#### AIM OF THE EXERCISE
Can you rewrite everything from the line containing "If you could place a marker on the horse's" down to the end of the items, with "muzzle" changed to "nose" and nothing else altered?

Excerpt from a dataset:
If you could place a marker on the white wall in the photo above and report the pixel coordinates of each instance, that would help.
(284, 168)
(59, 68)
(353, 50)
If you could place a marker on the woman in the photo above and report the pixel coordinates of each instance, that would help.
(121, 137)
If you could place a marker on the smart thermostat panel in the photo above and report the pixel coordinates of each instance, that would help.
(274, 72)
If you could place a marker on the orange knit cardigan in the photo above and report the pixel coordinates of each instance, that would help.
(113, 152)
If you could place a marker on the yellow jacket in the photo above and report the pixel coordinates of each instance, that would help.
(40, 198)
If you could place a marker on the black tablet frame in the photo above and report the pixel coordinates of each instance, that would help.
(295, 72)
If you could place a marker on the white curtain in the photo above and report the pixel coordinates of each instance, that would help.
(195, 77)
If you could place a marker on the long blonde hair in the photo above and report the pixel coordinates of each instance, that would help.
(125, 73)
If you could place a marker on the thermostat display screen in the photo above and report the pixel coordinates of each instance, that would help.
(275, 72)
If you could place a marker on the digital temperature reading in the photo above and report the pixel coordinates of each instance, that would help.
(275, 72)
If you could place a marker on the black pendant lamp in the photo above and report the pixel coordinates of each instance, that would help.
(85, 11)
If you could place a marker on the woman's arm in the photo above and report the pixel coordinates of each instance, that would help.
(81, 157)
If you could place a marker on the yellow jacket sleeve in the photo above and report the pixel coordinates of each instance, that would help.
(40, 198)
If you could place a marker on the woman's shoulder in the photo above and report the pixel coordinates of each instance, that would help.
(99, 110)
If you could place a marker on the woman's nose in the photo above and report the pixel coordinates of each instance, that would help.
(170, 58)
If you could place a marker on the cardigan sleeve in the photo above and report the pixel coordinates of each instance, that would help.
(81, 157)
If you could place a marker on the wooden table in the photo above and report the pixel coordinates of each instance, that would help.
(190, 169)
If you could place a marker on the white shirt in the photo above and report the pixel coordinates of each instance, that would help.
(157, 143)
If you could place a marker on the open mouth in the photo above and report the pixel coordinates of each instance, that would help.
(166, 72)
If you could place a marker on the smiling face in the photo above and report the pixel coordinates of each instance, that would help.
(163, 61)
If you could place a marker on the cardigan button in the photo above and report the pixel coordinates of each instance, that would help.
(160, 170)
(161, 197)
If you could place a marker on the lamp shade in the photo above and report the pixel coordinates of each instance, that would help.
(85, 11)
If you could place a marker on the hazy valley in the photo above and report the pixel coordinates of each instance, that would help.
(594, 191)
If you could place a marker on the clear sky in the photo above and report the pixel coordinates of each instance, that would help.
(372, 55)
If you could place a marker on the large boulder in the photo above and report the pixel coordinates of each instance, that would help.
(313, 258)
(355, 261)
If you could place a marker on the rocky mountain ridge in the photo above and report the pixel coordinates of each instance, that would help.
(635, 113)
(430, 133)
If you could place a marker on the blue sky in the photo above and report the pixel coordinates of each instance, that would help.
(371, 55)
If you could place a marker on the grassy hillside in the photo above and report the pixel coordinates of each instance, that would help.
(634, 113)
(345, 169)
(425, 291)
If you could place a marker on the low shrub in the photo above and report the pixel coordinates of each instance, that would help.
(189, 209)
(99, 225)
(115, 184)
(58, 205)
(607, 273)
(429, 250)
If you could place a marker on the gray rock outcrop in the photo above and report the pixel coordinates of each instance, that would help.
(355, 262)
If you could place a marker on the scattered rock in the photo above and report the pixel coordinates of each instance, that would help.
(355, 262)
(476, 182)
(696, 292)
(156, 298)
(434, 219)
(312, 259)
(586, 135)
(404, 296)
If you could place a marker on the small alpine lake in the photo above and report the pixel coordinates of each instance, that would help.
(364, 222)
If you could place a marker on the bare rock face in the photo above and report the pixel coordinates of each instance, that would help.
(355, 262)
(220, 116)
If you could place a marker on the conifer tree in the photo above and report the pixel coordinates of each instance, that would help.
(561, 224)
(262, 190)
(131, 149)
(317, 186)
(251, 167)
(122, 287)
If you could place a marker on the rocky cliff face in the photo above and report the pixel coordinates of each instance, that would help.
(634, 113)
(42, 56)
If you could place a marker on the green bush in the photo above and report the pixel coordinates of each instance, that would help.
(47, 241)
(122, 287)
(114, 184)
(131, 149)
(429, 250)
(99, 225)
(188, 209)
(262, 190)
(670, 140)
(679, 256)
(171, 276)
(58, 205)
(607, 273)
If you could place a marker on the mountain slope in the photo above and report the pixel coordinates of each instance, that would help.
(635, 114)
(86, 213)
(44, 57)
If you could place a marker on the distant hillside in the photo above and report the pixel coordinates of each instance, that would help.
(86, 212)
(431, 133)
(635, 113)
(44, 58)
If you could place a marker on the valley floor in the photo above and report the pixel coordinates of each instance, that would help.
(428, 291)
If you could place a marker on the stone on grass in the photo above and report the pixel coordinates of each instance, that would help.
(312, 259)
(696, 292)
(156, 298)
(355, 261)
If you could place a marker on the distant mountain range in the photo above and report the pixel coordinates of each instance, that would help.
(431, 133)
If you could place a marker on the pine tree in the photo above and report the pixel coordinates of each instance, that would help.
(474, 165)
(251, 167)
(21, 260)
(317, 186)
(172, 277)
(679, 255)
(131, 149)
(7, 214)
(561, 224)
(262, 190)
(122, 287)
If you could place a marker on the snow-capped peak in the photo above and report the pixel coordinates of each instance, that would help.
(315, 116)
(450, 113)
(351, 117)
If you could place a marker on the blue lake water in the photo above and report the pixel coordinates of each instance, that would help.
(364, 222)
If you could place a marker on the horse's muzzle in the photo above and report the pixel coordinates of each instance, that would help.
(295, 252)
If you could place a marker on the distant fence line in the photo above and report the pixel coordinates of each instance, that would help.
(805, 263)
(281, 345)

#### REPLY TO THE EXERCISE
If you could place a marker on the horse's nose in the photo above and report the pixel coordinates of each instance, that would help.
(295, 252)
If you could place a marker on the distant fence line in the photo above and report the pixel coordinates of each instance, that would help.
(805, 263)
(281, 345)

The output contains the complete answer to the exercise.